- **Records for processing**:
---+---

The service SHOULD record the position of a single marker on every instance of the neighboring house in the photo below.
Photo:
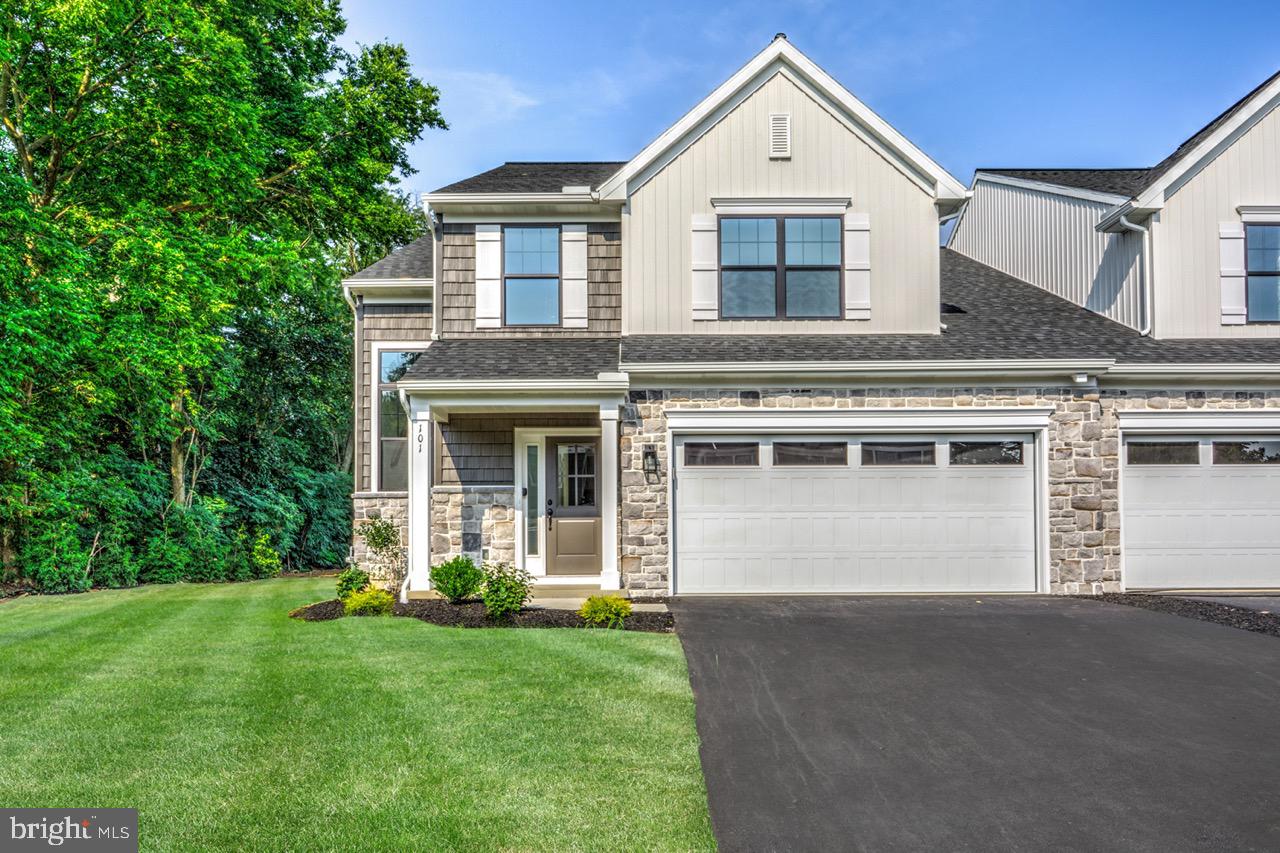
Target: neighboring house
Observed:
(740, 363)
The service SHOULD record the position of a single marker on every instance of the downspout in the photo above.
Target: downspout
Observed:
(1146, 272)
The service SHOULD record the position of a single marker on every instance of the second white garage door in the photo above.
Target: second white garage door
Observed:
(785, 514)
(1201, 512)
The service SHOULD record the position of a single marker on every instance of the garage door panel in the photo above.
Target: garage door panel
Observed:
(1205, 525)
(929, 528)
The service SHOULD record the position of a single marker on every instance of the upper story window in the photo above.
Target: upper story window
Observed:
(780, 268)
(392, 422)
(531, 276)
(1262, 265)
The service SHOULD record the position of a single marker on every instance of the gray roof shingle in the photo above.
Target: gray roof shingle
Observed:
(1005, 318)
(538, 177)
(1121, 182)
(516, 359)
(407, 261)
(1132, 182)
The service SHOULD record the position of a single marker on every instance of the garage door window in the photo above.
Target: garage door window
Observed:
(810, 454)
(897, 454)
(986, 452)
(1164, 454)
(1247, 452)
(704, 454)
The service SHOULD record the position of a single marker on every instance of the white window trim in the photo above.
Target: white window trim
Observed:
(375, 384)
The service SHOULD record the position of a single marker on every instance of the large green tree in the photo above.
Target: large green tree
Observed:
(182, 185)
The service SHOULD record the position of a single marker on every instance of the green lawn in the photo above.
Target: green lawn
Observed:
(229, 725)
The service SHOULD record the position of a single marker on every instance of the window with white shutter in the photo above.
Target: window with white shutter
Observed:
(780, 136)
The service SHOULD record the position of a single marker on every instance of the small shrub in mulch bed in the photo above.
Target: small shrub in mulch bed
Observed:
(472, 615)
(1207, 611)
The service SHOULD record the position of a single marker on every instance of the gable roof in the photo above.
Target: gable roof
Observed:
(1133, 182)
(516, 176)
(411, 261)
(778, 55)
(1121, 182)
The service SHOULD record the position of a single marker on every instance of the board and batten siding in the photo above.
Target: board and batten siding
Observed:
(1185, 235)
(1050, 241)
(382, 323)
(731, 160)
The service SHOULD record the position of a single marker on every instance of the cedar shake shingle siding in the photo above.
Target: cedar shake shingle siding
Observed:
(382, 323)
(457, 299)
(478, 450)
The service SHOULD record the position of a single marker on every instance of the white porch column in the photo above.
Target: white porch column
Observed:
(421, 452)
(609, 544)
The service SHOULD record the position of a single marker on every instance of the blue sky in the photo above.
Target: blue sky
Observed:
(973, 83)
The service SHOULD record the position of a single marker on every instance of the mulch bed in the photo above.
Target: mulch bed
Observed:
(471, 615)
(1207, 611)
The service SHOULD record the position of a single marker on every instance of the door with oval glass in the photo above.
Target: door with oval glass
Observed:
(572, 507)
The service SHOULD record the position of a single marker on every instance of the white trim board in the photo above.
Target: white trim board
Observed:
(375, 350)
(869, 420)
(780, 56)
(1200, 420)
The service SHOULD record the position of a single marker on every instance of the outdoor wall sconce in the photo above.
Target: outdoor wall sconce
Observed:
(650, 464)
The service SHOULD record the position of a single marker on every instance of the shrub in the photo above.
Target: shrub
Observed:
(265, 560)
(604, 611)
(370, 602)
(352, 580)
(506, 589)
(457, 579)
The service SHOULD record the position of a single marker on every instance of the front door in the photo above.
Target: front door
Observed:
(572, 507)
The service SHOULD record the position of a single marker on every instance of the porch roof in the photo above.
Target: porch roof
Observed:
(516, 359)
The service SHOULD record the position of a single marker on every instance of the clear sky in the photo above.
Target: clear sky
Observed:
(972, 83)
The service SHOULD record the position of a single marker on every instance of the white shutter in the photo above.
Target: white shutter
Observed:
(1230, 242)
(574, 284)
(705, 263)
(858, 267)
(488, 277)
(780, 136)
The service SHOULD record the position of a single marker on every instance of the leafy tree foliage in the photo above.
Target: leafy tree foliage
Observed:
(182, 186)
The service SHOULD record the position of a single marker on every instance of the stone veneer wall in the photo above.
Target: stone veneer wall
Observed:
(474, 520)
(1083, 477)
(393, 507)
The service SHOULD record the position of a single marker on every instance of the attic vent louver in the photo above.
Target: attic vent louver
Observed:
(780, 136)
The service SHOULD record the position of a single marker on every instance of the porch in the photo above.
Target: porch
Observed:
(520, 471)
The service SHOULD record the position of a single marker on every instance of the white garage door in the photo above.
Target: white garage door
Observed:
(789, 514)
(1201, 512)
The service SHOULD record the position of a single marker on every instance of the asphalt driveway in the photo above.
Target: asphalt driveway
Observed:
(964, 724)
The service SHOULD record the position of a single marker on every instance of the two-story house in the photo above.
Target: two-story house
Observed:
(740, 363)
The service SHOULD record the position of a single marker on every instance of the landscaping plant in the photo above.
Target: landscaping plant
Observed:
(506, 589)
(457, 579)
(370, 602)
(606, 611)
(352, 580)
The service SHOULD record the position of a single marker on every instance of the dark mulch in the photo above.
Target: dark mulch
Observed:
(319, 611)
(1208, 611)
(471, 615)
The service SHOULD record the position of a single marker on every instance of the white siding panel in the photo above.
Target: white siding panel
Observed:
(1189, 293)
(1050, 241)
(731, 160)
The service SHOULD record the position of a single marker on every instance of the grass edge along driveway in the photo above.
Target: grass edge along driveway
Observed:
(229, 725)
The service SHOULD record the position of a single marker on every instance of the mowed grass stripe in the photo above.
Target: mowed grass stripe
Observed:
(232, 726)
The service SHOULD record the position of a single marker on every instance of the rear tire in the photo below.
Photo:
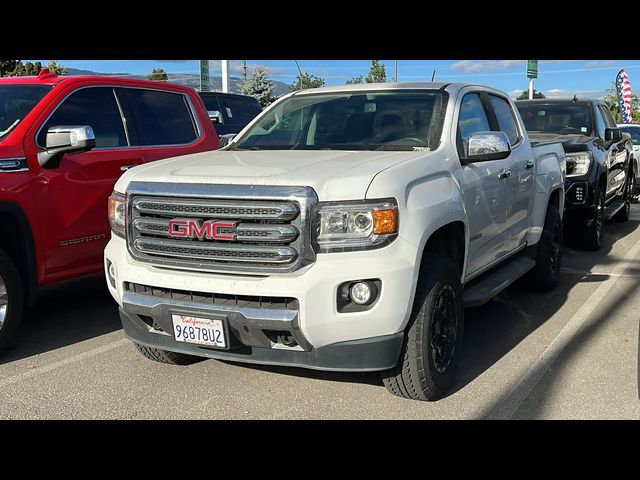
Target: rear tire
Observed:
(11, 299)
(165, 356)
(625, 212)
(546, 274)
(592, 238)
(433, 340)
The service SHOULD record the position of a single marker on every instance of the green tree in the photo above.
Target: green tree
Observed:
(611, 99)
(259, 86)
(25, 69)
(525, 95)
(304, 80)
(159, 75)
(7, 66)
(377, 73)
(55, 67)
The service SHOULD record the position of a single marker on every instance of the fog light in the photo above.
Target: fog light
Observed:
(360, 293)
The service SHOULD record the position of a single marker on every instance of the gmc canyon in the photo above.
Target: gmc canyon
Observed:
(345, 228)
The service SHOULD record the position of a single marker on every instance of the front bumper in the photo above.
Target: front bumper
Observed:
(325, 338)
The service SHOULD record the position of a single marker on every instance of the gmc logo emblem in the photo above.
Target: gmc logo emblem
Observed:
(193, 229)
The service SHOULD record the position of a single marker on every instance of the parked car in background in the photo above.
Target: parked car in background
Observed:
(230, 112)
(601, 166)
(343, 230)
(64, 141)
(633, 129)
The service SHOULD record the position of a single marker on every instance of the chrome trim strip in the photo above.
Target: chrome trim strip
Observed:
(287, 211)
(304, 198)
(245, 232)
(270, 255)
(147, 301)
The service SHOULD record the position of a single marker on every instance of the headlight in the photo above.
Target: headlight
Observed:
(343, 226)
(117, 213)
(578, 163)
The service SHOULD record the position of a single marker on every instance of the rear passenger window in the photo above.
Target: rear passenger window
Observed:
(96, 107)
(506, 120)
(160, 118)
(472, 119)
(237, 110)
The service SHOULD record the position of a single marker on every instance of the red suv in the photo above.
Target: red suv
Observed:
(64, 141)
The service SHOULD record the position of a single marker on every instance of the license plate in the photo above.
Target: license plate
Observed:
(202, 331)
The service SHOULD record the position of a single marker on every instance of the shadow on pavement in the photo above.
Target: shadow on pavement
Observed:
(495, 328)
(65, 314)
(84, 309)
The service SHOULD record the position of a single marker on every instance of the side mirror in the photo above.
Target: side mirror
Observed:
(216, 117)
(226, 139)
(66, 139)
(484, 146)
(612, 134)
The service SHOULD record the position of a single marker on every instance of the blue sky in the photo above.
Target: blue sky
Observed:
(587, 78)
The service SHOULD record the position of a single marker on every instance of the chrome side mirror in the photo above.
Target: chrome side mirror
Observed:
(66, 139)
(484, 146)
(215, 116)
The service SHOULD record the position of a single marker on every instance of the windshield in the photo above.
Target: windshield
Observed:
(561, 119)
(398, 120)
(634, 132)
(16, 101)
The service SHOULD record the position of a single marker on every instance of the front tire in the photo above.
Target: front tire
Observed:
(625, 212)
(546, 274)
(165, 356)
(11, 299)
(433, 340)
(592, 238)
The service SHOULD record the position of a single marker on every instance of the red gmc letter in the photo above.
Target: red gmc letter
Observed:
(178, 228)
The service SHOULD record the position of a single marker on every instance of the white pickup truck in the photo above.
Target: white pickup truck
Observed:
(345, 228)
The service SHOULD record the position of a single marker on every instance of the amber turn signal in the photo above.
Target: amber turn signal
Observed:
(385, 221)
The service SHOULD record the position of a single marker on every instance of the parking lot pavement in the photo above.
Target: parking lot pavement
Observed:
(571, 353)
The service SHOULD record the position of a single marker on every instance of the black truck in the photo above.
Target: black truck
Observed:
(600, 162)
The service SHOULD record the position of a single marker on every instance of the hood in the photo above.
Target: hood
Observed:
(334, 175)
(567, 141)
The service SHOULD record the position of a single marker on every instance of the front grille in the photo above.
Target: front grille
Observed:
(238, 301)
(263, 229)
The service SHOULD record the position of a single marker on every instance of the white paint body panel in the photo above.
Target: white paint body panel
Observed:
(432, 189)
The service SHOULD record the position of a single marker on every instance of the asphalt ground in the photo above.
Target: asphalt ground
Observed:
(570, 354)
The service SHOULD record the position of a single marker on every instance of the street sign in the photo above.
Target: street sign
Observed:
(204, 76)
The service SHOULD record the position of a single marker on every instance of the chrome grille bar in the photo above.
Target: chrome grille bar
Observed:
(219, 209)
(246, 232)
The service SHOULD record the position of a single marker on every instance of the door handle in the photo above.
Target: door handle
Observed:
(504, 174)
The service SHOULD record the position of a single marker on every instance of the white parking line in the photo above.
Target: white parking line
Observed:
(508, 407)
(587, 273)
(61, 363)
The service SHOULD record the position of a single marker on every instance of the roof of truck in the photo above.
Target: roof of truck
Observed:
(47, 78)
(388, 86)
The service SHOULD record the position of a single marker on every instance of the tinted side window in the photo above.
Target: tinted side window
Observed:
(236, 110)
(608, 118)
(160, 118)
(96, 107)
(506, 120)
(472, 119)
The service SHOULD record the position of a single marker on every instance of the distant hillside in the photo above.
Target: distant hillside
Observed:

---+---

- **Challenge**:
Copy the listing from its beginning up to and including the line containing "(1146, 272)", putting "MUST" in place of every occurrence of "SHOULD" and leaving everything else unchanged. Omit the pictures from your answer.

- **Result of this exercise**:
The service MUST record the position of a single marker on every instance of the neighboring house in the photo below.
Photo:
Target: neighboring house
Observed:
(740, 363)
The service MUST record the position of a single marker on every instance of the downspout in the photo above.
Target: downspout
Observed:
(1146, 272)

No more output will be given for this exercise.